All lines from the one that mentions "Phrase: window muntin" through the last of the entries below must be copied exactly, with both ends kept.
(Material for the task)
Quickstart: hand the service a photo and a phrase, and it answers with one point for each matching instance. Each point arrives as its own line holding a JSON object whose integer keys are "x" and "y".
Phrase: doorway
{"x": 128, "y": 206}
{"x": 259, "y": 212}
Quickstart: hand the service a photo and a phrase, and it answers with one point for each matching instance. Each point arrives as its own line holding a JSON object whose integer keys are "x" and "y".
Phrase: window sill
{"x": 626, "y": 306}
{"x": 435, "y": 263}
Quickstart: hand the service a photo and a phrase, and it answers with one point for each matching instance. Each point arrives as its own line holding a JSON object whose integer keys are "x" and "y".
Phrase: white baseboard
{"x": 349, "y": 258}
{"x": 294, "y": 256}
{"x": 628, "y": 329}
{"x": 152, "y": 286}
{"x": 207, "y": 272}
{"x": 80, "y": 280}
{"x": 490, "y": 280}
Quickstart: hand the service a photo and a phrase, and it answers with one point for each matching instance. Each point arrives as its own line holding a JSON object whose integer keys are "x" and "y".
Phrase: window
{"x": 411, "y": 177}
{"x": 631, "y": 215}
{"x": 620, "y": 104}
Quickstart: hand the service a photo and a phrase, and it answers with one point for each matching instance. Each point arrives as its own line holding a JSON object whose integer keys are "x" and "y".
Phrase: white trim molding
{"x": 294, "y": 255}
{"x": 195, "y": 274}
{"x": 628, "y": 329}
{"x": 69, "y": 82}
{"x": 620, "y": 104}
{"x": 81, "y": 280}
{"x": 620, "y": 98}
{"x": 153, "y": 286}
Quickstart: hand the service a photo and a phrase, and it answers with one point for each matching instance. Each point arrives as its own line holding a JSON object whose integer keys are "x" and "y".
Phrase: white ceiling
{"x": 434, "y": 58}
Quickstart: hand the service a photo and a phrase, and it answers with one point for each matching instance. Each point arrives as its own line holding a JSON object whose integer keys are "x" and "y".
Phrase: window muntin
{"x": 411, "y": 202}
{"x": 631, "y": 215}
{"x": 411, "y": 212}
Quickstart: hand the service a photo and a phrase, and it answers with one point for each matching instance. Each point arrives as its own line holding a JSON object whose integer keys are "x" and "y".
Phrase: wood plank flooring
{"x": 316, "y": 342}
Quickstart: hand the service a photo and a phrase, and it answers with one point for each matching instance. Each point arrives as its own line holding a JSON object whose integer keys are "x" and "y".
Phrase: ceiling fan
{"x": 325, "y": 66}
(End Material for the task)
**Task answer**
Phrase: window muntin
{"x": 411, "y": 202}
{"x": 631, "y": 215}
{"x": 411, "y": 212}
Quickstart: hand the service a photo and a phrase, and it answers with one point for each matching instance. Each point arrives as its own line holding a JSON object whose integer keys are "x" and "y".
Phrase: wood plank flooring
{"x": 316, "y": 342}
Quickstart: hand the service a photo and a phrase, and it answers with one point for each matching instance. Each point arrives as its own line holding a JSON object whose integer keys are "x" and "y".
Phrase: ceiling fan
{"x": 325, "y": 66}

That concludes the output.